* _Exercise objective_
Copy every record exactly, leaving the pictures out.

>>

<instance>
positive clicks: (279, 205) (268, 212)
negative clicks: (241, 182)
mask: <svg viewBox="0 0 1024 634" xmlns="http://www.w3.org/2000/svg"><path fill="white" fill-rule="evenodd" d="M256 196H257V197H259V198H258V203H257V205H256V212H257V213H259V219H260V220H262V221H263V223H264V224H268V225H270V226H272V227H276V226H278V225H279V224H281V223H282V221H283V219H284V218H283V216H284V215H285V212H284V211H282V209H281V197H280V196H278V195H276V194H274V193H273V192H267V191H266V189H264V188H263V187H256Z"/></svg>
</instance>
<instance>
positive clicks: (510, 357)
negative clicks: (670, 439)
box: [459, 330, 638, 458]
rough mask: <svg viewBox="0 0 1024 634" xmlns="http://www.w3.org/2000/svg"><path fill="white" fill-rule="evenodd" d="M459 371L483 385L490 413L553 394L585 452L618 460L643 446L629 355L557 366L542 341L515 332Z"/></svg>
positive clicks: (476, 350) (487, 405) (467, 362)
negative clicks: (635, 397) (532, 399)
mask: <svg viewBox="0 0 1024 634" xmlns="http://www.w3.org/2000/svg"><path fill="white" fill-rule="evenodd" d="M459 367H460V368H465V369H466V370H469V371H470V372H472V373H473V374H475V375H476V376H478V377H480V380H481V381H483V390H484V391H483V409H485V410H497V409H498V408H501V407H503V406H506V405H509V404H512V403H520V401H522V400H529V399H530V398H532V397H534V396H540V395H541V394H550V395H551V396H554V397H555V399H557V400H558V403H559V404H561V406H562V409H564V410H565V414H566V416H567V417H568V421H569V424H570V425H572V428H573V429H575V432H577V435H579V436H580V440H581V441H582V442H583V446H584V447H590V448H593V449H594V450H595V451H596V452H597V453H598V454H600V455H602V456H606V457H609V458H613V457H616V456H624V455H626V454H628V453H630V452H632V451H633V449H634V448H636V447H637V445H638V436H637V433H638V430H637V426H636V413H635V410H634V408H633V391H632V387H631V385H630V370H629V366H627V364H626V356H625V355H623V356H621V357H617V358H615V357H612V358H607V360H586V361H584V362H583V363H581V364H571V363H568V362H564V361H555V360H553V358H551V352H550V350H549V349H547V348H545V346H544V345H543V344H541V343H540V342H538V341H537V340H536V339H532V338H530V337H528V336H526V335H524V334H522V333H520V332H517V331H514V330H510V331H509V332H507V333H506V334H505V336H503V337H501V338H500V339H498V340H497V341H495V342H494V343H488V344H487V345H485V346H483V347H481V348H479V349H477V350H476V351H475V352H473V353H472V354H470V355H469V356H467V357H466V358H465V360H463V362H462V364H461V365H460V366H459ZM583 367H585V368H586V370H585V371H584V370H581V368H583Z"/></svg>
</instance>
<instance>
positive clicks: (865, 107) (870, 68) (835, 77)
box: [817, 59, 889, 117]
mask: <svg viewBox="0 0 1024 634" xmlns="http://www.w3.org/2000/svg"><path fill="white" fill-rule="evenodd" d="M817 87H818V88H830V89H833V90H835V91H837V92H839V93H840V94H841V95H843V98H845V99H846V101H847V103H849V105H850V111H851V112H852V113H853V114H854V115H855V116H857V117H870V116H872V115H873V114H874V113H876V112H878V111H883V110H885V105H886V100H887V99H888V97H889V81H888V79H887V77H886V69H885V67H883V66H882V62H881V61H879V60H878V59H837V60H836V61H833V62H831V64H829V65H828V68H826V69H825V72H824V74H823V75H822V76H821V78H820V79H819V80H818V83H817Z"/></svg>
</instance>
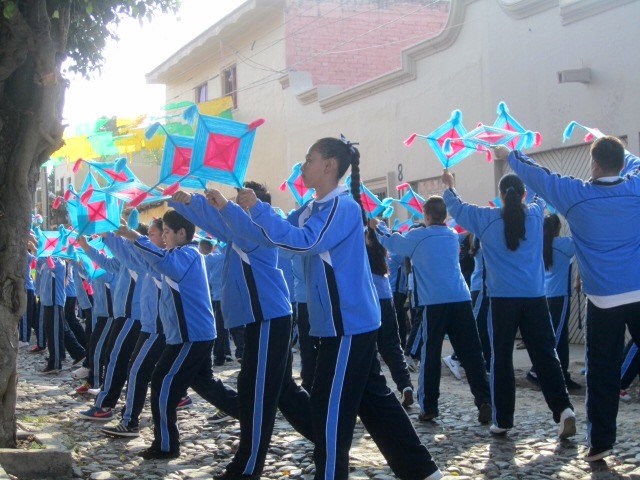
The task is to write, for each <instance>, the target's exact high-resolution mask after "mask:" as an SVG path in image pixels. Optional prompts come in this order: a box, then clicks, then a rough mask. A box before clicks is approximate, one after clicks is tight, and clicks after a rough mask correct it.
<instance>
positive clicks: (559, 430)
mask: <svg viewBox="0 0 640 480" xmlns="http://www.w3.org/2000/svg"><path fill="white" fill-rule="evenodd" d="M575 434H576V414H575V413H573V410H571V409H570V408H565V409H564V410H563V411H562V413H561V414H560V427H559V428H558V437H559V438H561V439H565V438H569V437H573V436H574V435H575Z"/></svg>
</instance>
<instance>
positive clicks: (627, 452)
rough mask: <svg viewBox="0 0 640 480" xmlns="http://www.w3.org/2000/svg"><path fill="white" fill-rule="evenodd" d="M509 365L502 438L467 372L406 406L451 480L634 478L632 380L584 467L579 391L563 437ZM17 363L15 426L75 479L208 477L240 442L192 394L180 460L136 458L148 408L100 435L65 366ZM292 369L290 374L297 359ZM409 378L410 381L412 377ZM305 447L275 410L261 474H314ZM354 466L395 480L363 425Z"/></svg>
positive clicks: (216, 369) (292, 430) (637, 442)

<<

* _Solution_
<instance>
positive clicks: (279, 205) (268, 212)
negative clicks: (241, 182)
mask: <svg viewBox="0 0 1024 634" xmlns="http://www.w3.org/2000/svg"><path fill="white" fill-rule="evenodd" d="M256 196H257V197H259V198H258V203H257V205H256V212H257V213H259V219H260V220H262V221H263V223H264V224H268V225H270V226H272V227H276V226H278V225H279V224H281V223H282V221H283V219H284V218H283V216H284V215H285V212H284V211H282V209H281V197H280V196H278V195H276V194H274V193H273V192H267V191H266V189H264V188H263V187H256Z"/></svg>
</instance>
<instance>
positive clicks: (510, 357)
negative clicks: (670, 439)
box: [459, 330, 638, 458]
rough mask: <svg viewBox="0 0 1024 634" xmlns="http://www.w3.org/2000/svg"><path fill="white" fill-rule="evenodd" d="M459 371L483 385L490 413L553 394L585 452L618 460L643 446L629 355L557 366L542 341L515 332Z"/></svg>
positive clicks: (476, 350) (487, 405) (467, 362)
negative clicks: (635, 397) (532, 399)
mask: <svg viewBox="0 0 1024 634" xmlns="http://www.w3.org/2000/svg"><path fill="white" fill-rule="evenodd" d="M459 367H460V368H465V369H466V370H469V371H470V372H472V373H473V374H475V375H476V376H478V377H480V380H481V381H483V390H484V391H483V409H485V410H497V409H498V408H501V407H503V406H506V405H509V404H512V403H520V401H522V400H529V399H530V398H532V397H534V396H540V395H541V394H550V395H551V396H554V397H555V399H557V400H558V403H559V404H561V406H562V409H564V410H565V414H566V416H567V417H568V421H569V424H570V425H572V428H573V429H575V432H577V435H579V436H580V440H581V441H582V442H583V446H584V447H590V448H593V449H594V450H595V451H596V452H597V453H598V454H600V455H602V456H606V457H609V458H613V457H616V456H624V455H626V454H628V453H630V452H632V451H633V449H634V448H636V447H637V445H638V436H637V433H638V430H637V426H636V413H635V410H634V408H633V391H632V387H631V385H630V370H629V366H627V364H626V356H625V355H623V356H621V357H617V358H615V357H612V358H607V360H586V361H584V362H583V363H581V364H571V363H568V362H564V361H555V360H553V358H551V352H550V350H549V349H547V348H545V346H544V345H543V344H541V343H540V342H538V341H537V340H536V339H532V338H530V337H528V336H526V335H524V334H522V333H520V332H517V331H514V330H510V331H509V332H507V333H506V334H505V336H503V337H501V338H500V339H498V340H497V341H495V342H494V343H488V344H487V345H485V346H483V347H481V348H479V349H477V350H476V351H475V352H473V353H472V354H470V355H469V356H467V357H466V358H465V360H463V362H462V364H461V365H460V366H459ZM583 367H585V368H586V370H585V371H584V370H581V368H583Z"/></svg>
</instance>
<instance>
positive clicks: (865, 107) (870, 68) (835, 77)
box: [817, 59, 889, 117]
mask: <svg viewBox="0 0 1024 634" xmlns="http://www.w3.org/2000/svg"><path fill="white" fill-rule="evenodd" d="M817 87H818V88H830V89H833V90H835V91H837V92H839V93H840V94H841V95H843V98H845V99H846V101H847V103H849V105H850V111H851V112H852V113H853V114H854V115H855V116H857V117H870V116H872V115H873V114H874V113H876V112H878V111H883V110H885V105H886V100H887V99H888V97H889V81H888V79H887V77H886V69H885V67H883V66H882V62H881V61H879V60H878V59H837V60H836V61H833V62H831V64H829V65H828V68H826V69H825V72H824V74H823V75H822V76H821V78H820V79H819V80H818V83H817Z"/></svg>
</instance>
The task is to write, for each <instance>, the target's exact high-resolution mask after "mask:" as an SVG path in image pixels. Optional prompts come in this order: a box, then clicks, then a rough mask. A box before clicks is approximate, one after clicks is tight, and clicks after a rough mask correct it.
<instance>
positive clicks: (559, 430)
mask: <svg viewBox="0 0 640 480" xmlns="http://www.w3.org/2000/svg"><path fill="white" fill-rule="evenodd" d="M575 434H576V414H575V413H573V410H571V409H570V408H565V409H564V410H563V411H562V413H561V414H560V427H559V428H558V437H559V438H561V439H565V438H569V437H573V436H574V435H575Z"/></svg>
</instance>
<instance>
positive clicks: (627, 452)
rough mask: <svg viewBox="0 0 640 480" xmlns="http://www.w3.org/2000/svg"><path fill="white" fill-rule="evenodd" d="M509 365L502 438L467 372L406 406L451 480L634 478L632 380L584 467L579 391L563 437ZM17 363L15 426L75 479L208 477L240 442L192 394L180 460L136 458L148 408L100 435L65 366ZM292 369L290 374L297 359ZM409 378L410 381L412 377ZM305 447L275 410L261 474H314ZM354 466L395 480L363 425Z"/></svg>
positive clicks: (216, 369) (292, 430) (637, 442)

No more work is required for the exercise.